### Фрагмент текста

-*-*-

В 1993-1994 годах проходила стажировку в Музее Соломона Р. Гуггенхайма в Нью-Йорке. С 1998 года по 2000 год заведовала отделом зарубежных связей и выставок в Государственном музее изобразительных искусств имени А. С. Пушкина. Затем была приглашенным выставочным куратором, в том числе в Музее Соломона Р. Гуггенхайма.

С 2002 года по 2013 год Трегулова Зельфира являлась генеральным директором по выставочной работе и международным связям музеев Московского Кремля. Последующие пару лет, с 14 августа 2013 года, была руководителем Государственного музейно-выставочного объединения «РОСИЗО».

Зельфира Исмаиловна 10 феврале 2015 года Трегулова возглавила один из трех ведущих музеев российской столицы - ФГБУК «Всероссийское музейное объединение - Государственная Третьяковская галерея». Это стало новым этапом в карьере музееведа.

Помимо основной деятельности, Трегулова Зельфира преподает на факультете «Арт-менеджмент и галерейный бизнес» бизнес-школы RMA в Москве. Свободно владеет английским языком, владеет французским, немецким и итальянским языками. Является членом Общественного совета при Министерстве культуры Российской Федерации.

Куратор крупных международных выставок в ведущих музеях России и мира, в том числе «Амазонки авангарда», «Художники «Бубнового валета», «Россия!», «Красноармейская студия», «Удиви меня!», «Социалистические реализмы», выставки «Казимир Малевич и русский авангард» и другие. Среди последних проектов, осуществленных под руководством Трегуловой - «Виктор Попков. 1932-1974» и «Палладио в России. От барокко до модернизма».

-*-*-

### Данные
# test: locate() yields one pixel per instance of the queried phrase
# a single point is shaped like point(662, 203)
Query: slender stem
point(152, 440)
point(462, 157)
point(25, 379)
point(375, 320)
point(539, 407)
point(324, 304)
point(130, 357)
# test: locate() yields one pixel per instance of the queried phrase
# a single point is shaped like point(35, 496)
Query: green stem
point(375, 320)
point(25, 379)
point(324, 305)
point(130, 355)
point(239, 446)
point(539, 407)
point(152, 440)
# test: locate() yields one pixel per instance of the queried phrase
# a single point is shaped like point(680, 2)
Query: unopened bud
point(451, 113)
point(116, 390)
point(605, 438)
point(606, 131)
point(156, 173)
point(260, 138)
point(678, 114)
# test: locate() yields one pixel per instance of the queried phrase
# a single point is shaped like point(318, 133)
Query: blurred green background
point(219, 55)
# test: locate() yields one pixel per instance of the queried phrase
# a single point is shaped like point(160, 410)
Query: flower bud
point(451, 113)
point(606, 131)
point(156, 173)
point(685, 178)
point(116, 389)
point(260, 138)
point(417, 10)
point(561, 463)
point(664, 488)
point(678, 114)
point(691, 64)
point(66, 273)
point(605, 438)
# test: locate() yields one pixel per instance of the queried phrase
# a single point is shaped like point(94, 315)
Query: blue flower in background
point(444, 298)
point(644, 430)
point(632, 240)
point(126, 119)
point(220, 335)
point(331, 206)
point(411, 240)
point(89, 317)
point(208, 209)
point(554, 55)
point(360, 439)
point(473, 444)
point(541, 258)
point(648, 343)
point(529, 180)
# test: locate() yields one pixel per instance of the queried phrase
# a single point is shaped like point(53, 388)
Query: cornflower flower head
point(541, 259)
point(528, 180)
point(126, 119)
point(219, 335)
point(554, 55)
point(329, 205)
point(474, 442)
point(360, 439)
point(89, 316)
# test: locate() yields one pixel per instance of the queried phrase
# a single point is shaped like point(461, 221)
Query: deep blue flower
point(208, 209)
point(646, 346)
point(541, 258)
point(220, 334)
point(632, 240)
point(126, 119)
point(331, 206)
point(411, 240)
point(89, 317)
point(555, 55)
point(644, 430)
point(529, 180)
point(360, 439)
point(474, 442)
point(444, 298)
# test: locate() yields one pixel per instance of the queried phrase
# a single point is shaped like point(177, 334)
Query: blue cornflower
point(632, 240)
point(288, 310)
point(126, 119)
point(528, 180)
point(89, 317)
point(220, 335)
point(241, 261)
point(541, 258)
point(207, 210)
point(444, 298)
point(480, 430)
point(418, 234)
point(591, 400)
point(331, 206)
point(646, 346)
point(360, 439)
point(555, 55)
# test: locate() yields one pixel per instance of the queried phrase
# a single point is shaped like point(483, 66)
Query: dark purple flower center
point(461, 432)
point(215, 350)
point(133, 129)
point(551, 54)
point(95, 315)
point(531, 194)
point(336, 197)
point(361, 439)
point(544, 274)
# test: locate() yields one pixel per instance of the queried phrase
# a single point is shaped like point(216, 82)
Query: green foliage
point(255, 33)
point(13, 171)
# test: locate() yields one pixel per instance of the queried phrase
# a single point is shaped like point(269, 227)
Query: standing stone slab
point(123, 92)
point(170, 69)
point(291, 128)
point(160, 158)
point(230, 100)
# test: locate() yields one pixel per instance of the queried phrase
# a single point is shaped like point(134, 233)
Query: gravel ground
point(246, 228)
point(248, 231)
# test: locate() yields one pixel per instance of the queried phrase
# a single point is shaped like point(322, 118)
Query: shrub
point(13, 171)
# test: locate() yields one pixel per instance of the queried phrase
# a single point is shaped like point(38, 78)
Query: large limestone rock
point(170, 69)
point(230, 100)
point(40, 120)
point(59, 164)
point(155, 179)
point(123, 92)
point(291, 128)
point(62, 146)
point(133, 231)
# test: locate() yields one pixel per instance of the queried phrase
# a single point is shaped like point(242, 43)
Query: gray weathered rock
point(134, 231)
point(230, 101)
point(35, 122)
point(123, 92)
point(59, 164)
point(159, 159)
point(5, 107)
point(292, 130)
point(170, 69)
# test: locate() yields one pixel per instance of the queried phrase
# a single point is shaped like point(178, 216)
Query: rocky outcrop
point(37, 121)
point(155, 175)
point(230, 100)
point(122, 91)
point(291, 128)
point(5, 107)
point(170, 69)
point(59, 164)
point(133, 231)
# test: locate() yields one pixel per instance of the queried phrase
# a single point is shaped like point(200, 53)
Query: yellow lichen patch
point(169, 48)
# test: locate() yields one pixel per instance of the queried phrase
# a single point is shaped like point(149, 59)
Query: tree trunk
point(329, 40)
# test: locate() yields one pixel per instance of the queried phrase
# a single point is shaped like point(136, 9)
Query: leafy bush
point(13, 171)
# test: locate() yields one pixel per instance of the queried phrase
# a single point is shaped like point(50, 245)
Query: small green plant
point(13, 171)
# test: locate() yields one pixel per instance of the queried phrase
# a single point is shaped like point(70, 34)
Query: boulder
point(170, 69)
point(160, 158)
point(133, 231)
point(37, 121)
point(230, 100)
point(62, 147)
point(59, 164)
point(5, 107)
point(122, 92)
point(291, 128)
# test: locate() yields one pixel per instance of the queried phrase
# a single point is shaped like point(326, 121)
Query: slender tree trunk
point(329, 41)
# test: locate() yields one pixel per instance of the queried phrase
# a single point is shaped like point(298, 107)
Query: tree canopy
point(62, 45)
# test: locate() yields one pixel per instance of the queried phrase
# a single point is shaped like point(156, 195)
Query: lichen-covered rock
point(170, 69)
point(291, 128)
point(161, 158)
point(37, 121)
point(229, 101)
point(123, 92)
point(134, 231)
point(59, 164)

-*-*-

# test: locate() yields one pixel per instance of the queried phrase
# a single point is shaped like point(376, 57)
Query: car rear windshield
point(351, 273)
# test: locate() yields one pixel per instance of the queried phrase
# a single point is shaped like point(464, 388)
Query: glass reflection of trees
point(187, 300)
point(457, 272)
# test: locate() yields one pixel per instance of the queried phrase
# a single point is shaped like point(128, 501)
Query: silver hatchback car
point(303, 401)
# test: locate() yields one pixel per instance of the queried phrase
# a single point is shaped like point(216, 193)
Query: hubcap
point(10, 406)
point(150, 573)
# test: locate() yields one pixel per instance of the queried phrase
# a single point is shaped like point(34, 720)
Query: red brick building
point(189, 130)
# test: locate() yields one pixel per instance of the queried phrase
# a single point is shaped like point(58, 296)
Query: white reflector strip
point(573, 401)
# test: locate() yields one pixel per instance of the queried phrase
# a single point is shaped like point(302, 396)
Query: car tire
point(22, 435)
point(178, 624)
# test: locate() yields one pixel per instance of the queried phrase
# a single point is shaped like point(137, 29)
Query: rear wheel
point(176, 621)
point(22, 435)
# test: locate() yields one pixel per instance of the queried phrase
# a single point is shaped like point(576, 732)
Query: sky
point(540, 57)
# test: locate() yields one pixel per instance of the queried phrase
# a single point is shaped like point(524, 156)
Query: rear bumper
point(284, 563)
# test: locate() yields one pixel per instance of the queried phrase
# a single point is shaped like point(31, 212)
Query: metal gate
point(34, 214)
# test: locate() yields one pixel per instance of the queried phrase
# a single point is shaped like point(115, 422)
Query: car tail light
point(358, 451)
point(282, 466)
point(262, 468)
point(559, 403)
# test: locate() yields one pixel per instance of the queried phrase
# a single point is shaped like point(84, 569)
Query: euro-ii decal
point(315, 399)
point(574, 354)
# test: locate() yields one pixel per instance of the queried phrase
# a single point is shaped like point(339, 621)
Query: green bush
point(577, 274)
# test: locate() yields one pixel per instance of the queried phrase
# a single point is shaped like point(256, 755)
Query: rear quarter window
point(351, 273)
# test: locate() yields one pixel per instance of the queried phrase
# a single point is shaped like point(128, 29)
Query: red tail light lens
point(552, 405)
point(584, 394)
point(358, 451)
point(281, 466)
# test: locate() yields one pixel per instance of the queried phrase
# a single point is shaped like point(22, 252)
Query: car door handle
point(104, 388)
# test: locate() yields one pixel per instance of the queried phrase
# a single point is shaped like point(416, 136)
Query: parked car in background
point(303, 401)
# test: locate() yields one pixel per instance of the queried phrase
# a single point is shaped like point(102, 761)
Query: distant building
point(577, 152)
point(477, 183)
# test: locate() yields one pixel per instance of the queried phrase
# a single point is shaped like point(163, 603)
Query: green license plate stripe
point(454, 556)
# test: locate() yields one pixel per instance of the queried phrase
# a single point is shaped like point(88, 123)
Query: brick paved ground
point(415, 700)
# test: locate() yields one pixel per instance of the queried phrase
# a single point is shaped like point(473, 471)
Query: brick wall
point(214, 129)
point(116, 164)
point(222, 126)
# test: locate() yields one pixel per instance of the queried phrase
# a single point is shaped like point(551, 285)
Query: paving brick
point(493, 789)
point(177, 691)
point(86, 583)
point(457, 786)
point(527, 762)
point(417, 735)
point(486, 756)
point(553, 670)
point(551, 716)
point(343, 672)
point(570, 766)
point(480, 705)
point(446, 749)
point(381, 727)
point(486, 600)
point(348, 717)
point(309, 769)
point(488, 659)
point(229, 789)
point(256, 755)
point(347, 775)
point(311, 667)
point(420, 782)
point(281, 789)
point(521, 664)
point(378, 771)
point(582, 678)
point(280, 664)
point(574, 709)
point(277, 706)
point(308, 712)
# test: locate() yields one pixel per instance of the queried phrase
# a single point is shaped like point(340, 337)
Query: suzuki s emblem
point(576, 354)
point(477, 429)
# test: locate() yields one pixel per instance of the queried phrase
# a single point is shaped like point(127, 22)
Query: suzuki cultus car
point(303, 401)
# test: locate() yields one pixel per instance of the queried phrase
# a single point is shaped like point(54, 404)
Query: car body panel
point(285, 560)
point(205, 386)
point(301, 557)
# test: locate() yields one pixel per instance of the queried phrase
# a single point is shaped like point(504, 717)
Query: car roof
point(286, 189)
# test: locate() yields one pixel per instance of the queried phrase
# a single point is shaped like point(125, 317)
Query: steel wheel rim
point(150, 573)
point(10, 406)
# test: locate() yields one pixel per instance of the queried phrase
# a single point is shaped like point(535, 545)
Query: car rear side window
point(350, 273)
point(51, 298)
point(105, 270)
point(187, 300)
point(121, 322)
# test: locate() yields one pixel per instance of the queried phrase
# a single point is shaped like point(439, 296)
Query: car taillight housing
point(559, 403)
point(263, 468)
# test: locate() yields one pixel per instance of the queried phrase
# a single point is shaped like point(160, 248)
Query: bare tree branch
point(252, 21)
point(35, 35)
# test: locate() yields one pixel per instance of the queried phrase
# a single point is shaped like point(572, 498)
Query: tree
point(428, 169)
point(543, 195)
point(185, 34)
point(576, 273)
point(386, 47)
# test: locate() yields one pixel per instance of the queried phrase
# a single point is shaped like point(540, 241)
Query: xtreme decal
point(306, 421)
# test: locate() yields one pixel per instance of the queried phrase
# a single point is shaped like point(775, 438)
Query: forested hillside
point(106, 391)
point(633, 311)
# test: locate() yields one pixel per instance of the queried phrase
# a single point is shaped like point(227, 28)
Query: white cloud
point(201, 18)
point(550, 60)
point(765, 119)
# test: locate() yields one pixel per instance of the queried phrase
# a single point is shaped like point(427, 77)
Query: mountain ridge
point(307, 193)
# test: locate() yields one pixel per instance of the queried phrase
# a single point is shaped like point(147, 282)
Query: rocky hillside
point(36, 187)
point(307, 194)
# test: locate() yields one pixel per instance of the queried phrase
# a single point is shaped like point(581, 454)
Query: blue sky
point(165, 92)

-*-*-

### Суть задания
Продолжите биографический текст о Зельфире Трегуловой, начав сразу после его последнего предложения.

### Ответ
Зельфира Исмаиловна награждена Почетными грамотами Министерства культуры Российской Федерации, Орденом Звезды Италии степени кавалера за заслуги в проведении Года итальянской культуры и итальянского языка в России, крестом с короной ордена Заслуг pro Merito Melitensi. Лауреат премии «Честь и достоинство профессии» VII Всероссийского фестиваля «Интермузей».

Трегулова Зельфира имеет огромный опыт организации выставочной деятельности. Занималась этим и в Пушкинском музее и в музее Кремля и до этого, в Советские времена, в других учреждениях. Кандидат искусствоведения, авторитетный специалист международного масштаба. Людей такого уровня в стране единицы. Человек с подобным опытом действительно может многое «предложить Третьяковской галерее».

«Мои внуки ходят в музеи с раннего детства, потому что у них нет няни»

125 лет назад Третьяковская галерея стала достоянием Москвы. Сколько Павел Михайлович переживал, кто и как будет руководить его детищем… Больше двух лет, судя по показателям, с этим блестяще справляется Зельфира Трегулова. И дело тут, скорее всего, даже не в ее безупречной репутации как специалиста, а в том, что эта личность сверхнеравнодушная. Как к старому искусству, так и к современному, что немаловажно. Вот слушаешь ее, что нам и довелось в эксклюзивном юбилейном интервью, и понимаешь: человек на своем месте.

Зельфира Трегулова. Фото Евгения Алексеева/Третьяковская галерея.

Зельфира Исмаиловна, в связи с датой вспоминаются письма Третьякова критику Стасову, где Павел Михайлович высказывал беспокойство о дальнейшем формировании коллекции галереи. Как этот процесс трансформировался с тех пор?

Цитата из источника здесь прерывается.